== TASK GOAL ==
Output exactly, please, the lines of the records below from the one containing "elderly man in the photo above." through the final line.

— Start of THE DATA —

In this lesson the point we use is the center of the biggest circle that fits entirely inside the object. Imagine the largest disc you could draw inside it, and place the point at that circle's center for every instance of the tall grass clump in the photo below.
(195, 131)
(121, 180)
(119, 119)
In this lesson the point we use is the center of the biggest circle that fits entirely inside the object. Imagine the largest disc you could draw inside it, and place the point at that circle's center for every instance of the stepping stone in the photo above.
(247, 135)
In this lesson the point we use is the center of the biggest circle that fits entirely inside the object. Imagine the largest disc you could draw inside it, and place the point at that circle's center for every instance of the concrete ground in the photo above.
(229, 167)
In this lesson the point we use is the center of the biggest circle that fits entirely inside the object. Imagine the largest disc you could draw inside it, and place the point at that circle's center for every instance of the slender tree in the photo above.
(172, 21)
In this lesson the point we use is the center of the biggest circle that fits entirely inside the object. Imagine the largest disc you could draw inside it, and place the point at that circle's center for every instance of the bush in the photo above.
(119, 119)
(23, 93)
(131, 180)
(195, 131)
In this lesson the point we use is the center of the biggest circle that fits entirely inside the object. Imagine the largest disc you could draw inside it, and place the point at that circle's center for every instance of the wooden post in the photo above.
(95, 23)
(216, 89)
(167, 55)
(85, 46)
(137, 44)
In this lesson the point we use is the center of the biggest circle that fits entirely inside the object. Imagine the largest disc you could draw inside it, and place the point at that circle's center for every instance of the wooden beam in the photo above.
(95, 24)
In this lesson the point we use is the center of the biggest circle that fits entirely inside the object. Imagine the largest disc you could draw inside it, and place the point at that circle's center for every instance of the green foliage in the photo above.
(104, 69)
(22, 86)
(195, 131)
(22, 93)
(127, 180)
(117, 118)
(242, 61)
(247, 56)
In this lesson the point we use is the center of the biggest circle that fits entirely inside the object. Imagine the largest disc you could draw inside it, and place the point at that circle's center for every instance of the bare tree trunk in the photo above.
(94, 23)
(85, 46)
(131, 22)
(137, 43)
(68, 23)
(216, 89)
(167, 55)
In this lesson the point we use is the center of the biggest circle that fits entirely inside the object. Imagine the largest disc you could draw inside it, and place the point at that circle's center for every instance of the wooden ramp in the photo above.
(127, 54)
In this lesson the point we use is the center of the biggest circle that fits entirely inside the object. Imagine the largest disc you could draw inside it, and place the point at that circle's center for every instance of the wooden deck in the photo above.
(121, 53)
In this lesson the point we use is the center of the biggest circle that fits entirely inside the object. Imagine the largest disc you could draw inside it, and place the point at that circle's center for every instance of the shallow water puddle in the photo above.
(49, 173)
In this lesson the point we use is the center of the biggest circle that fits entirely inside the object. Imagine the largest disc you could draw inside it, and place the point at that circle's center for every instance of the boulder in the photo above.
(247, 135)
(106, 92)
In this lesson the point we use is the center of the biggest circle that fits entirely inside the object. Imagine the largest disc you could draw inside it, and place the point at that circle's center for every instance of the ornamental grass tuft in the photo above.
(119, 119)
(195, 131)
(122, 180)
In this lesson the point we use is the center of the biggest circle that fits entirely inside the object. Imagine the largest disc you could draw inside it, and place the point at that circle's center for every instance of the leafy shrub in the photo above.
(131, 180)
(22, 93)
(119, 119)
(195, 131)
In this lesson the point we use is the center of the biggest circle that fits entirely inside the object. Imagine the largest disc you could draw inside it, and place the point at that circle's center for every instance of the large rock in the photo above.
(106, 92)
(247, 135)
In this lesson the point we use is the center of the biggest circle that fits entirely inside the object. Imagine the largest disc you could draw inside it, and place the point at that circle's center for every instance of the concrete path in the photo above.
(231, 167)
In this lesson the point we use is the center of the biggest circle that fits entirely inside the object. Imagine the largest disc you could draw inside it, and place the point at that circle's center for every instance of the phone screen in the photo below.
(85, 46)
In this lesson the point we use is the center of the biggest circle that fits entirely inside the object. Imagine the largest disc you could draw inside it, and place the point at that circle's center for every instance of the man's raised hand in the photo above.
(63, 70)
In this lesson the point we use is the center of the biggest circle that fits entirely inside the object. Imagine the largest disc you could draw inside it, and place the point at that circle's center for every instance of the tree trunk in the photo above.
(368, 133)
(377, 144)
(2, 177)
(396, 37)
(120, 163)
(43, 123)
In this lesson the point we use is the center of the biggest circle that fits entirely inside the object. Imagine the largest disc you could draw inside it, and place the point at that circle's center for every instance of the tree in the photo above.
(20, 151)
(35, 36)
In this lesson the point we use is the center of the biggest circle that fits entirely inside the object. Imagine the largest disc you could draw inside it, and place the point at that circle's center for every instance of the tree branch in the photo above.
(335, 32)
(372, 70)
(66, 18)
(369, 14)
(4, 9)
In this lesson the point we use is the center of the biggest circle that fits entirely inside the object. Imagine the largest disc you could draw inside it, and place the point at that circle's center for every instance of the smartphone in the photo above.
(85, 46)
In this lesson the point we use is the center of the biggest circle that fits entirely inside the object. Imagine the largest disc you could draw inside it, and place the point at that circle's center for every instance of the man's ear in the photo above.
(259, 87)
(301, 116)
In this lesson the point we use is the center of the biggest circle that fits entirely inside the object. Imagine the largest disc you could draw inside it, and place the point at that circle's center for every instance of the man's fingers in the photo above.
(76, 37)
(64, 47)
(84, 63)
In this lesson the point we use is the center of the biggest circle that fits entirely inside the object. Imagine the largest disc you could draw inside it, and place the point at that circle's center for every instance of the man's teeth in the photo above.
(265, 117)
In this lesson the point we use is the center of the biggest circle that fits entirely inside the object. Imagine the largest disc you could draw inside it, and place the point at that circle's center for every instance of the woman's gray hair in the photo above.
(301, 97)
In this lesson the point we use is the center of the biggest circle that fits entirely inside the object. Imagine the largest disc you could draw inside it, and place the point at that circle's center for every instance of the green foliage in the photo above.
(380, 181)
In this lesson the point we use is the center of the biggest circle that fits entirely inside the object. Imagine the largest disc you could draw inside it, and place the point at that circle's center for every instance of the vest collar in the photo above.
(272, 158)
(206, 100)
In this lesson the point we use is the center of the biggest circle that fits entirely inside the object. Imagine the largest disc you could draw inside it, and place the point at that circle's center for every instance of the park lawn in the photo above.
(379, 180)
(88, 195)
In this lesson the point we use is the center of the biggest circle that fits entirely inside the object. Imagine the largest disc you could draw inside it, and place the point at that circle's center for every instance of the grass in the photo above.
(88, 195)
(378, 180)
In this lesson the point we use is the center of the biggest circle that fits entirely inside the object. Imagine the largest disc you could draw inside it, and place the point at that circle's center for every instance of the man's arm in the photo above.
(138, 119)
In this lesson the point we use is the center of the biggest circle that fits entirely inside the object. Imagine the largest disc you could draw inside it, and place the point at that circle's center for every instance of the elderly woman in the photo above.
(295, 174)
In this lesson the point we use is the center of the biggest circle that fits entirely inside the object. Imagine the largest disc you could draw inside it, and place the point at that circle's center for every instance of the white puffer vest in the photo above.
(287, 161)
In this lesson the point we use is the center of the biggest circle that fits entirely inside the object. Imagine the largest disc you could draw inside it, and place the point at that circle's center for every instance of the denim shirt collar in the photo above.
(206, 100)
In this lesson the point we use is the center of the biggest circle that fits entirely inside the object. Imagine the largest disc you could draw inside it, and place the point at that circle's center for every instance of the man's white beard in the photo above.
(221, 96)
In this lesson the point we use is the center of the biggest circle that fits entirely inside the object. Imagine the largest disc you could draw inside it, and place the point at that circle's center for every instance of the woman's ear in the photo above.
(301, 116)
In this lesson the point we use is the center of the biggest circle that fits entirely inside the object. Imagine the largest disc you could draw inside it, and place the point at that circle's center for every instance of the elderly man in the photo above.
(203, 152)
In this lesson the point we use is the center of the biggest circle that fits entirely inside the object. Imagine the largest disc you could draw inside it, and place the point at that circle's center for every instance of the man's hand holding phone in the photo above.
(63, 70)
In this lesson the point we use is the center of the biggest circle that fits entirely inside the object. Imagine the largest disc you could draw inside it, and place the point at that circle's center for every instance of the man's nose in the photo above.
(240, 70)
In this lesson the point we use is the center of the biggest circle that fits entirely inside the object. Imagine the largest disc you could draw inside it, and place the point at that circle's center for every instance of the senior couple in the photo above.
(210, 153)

— End of THE DATA —

== ANSWER FOR THIS EXERCISE ==
In this lesson the point we use is the center of the biggest circle that fits entirely inside the object. Imagine the largest disc you could draw inside it, and place the point at that circle's center for every instance of the elderly man in the photo above.
(203, 152)
In this lesson the point we use is the center of the biggest circle that fits entirely inside the object. Imagine the largest disc you could draw inside it, and place the point at that circle's center for every instance of the man's hand holding phone in the photo above.
(63, 70)
In this lesson the point we use is the center of the biggest circle that fits entirely inside the object. Imagine the largest disc you could draw inside it, and place the point at that circle's center for every instance of the man's nose in the photo above.
(240, 70)
In this lesson the point we use is the center of the biggest circle that fits entirely inside the object. Imagine the largest disc you could draw inside it, and place the point at that circle's center for every instance of the senior couple in the photo above.
(210, 153)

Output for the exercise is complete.